Supplied information ::

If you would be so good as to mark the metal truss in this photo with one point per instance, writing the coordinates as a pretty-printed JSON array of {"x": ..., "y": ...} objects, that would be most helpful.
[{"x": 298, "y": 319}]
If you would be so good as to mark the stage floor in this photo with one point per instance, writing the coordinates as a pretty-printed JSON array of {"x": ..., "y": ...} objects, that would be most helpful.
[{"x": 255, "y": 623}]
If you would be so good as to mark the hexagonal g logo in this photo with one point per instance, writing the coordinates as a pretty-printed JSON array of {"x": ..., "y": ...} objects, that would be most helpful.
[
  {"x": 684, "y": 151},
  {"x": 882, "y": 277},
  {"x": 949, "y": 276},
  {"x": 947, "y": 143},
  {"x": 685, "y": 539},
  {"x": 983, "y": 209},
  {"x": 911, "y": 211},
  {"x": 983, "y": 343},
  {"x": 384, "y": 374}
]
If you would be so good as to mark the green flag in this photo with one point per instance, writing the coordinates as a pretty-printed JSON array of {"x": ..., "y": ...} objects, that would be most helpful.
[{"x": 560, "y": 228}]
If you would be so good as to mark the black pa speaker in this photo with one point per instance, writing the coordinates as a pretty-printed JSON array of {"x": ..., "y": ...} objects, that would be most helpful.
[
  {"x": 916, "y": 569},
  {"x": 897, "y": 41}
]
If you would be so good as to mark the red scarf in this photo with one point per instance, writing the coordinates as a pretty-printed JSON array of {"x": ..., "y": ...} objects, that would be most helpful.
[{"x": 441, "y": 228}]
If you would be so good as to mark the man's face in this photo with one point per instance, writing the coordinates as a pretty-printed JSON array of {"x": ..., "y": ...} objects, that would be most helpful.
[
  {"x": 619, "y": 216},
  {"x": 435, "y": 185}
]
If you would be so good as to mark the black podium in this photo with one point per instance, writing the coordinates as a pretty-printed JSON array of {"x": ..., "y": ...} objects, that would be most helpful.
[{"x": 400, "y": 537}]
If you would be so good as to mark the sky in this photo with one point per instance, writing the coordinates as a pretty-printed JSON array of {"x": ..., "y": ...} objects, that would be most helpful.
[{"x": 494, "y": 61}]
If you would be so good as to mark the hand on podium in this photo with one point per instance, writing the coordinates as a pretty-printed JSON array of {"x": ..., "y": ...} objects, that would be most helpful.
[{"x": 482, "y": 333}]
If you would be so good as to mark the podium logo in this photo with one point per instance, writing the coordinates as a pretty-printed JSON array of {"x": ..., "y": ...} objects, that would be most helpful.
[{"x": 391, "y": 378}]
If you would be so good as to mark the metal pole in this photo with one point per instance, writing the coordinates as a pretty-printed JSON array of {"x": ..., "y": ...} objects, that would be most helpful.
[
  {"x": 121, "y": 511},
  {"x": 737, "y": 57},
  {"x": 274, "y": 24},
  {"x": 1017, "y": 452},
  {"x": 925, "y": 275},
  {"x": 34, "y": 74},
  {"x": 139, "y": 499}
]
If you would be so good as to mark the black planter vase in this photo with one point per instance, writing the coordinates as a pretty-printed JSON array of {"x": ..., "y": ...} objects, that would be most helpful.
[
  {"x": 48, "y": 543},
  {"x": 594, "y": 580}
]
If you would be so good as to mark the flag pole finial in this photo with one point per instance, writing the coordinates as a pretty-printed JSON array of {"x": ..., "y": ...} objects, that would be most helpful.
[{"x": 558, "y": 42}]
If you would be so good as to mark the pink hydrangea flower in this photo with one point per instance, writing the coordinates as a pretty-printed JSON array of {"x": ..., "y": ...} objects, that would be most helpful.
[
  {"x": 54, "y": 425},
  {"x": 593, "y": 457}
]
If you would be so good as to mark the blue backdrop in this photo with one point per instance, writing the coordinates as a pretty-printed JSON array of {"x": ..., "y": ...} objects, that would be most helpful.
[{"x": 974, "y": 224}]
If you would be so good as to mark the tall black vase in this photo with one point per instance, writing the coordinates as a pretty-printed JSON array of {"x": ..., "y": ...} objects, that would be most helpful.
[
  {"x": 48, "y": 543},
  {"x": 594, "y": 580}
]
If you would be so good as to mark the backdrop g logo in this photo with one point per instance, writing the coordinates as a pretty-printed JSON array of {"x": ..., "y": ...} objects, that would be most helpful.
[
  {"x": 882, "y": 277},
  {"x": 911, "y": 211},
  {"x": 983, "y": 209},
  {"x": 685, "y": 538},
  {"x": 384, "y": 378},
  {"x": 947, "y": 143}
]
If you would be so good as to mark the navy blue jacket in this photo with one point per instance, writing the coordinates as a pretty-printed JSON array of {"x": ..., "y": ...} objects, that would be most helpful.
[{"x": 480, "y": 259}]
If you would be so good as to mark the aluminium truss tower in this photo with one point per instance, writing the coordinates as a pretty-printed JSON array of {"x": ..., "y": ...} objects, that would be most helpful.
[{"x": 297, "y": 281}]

Work to be completed ::
Update the rows above by changing every "pretty-printed" to "indented". Write them all out again with nothing else altered.

Complete response ::
If you would be so good as to mark the metal truss in this photo with one point per instance, writing the coordinates as a indented JSON array of {"x": ..., "y": ...} objects, that would be most helpful.
[{"x": 298, "y": 319}]
If you would be so good as to mark the stage floor in this photo with one point per instance, writing the coordinates as a indented JSON array of {"x": ..., "y": ...} objects, that would be most helpful.
[{"x": 255, "y": 623}]
If you would be so good as to mark the hexagonal g logo in this photo with one point per instance, writing the coordinates as a indented JSON array of {"x": ..., "y": ...} objects, that would be most helpful.
[
  {"x": 684, "y": 151},
  {"x": 882, "y": 277},
  {"x": 949, "y": 276},
  {"x": 947, "y": 143},
  {"x": 685, "y": 539},
  {"x": 983, "y": 209},
  {"x": 911, "y": 211},
  {"x": 983, "y": 343},
  {"x": 384, "y": 374}
]
If you would be so good as to mark the green flag in this photo with one point per instance, writing the coordinates as a indented JSON array of {"x": ..., "y": ...} objects, that would be most helpful.
[{"x": 560, "y": 228}]
If you would be so good as to mark the black pa speaker in this photo with one point per instance, writing the coordinates as a indented JSON array of {"x": ..., "y": ...} objects, that would be most helpful.
[
  {"x": 916, "y": 569},
  {"x": 897, "y": 41}
]
If you would be so good as to mark the red scarf in this photo with one point per instance, writing the coordinates as a indented JSON array of {"x": ..., "y": ...} objects, that would be most helpful.
[{"x": 441, "y": 228}]
If you would be so good as to mark the man's face in this photo with one point per instance, writing the coordinates as a indented JSON array of {"x": ..., "y": ...} objects, that would be most helpful.
[
  {"x": 619, "y": 216},
  {"x": 435, "y": 185}
]
If you would be so good as to mark the black podium in this photo with one point per instance, writing the coordinates as a indented JSON array of {"x": ..., "y": ...} objects, that would be most helpful.
[{"x": 400, "y": 537}]
If you would be so good as to mark the sky in this photo with one point per instance, writing the coordinates as a indented JSON array of {"x": ..., "y": ...} objects, that would be most helpful.
[{"x": 494, "y": 61}]
If you would be so good as to mark the hand on podium in this photo with one point per instance, writing the coordinates as a indented JSON array of {"x": ..., "y": ...} objects, that would be most helpful.
[{"x": 482, "y": 333}]
If you would be so good as to mark the podium logo in this photo with one point per instance, writing the coordinates as a indented JSON array of {"x": ..., "y": ...} objects, that would be most helpful.
[{"x": 391, "y": 378}]
If you would be so good as to mark the metal pole in this photo with one point per instance, writing the coordinates as a indented JSON array of {"x": ..., "y": ...} objects, that would be most helpful.
[
  {"x": 121, "y": 511},
  {"x": 737, "y": 57},
  {"x": 274, "y": 24},
  {"x": 1017, "y": 452},
  {"x": 925, "y": 275},
  {"x": 34, "y": 74},
  {"x": 139, "y": 499}
]
If you would be so good as to mark the black planter vase in this photo with one point per instance, writing the coordinates as a indented JSON array of {"x": ..., "y": ...} objects, that would be most helpful.
[
  {"x": 48, "y": 543},
  {"x": 594, "y": 580}
]
If you would be so good as to mark the flag pole finial in this photo with one point per instance, writing the coordinates as a indented JSON array of {"x": ..., "y": ...} objects, that would be most helpful.
[{"x": 558, "y": 42}]
If you would be so good as to mark the pink hydrangea flower in this photo with one point per instance, writing the coordinates as a indented JSON array of {"x": ..., "y": ...} objects, that would be most helpful.
[
  {"x": 54, "y": 425},
  {"x": 593, "y": 457}
]
If you would be so good as to mark the blue backdrop in this photo with one point per instance, writing the coordinates as a indented JSON array of {"x": ..., "y": ...} objects, that would be most helpful.
[{"x": 974, "y": 224}]
If you would be so good as to mark the tall black vase in this photo with one point per instance, writing the coordinates as a indented JSON array of {"x": ..., "y": ...} objects, that would be most helpful.
[
  {"x": 48, "y": 543},
  {"x": 594, "y": 580}
]
If you would be so good as to mark the backdrop g logo in this photo with one point per instance, writing the coordinates as a indented JSON array of {"x": ..., "y": ...} objects, that would be most helpful.
[
  {"x": 882, "y": 277},
  {"x": 911, "y": 211},
  {"x": 983, "y": 209},
  {"x": 685, "y": 538},
  {"x": 384, "y": 378},
  {"x": 947, "y": 143}
]
If you would be so good as to mark the navy blue jacket in this photo with one point per instance, writing the coordinates as a indented JSON array of {"x": ..., "y": ...} objects, that would be most helpful.
[{"x": 480, "y": 259}]
If you would be so good as to mark the aluminium truss tower in this photo with one point per instance, writing the coordinates as a indented JSON array of {"x": ..., "y": ...} objects, that would be most helpful.
[{"x": 297, "y": 281}]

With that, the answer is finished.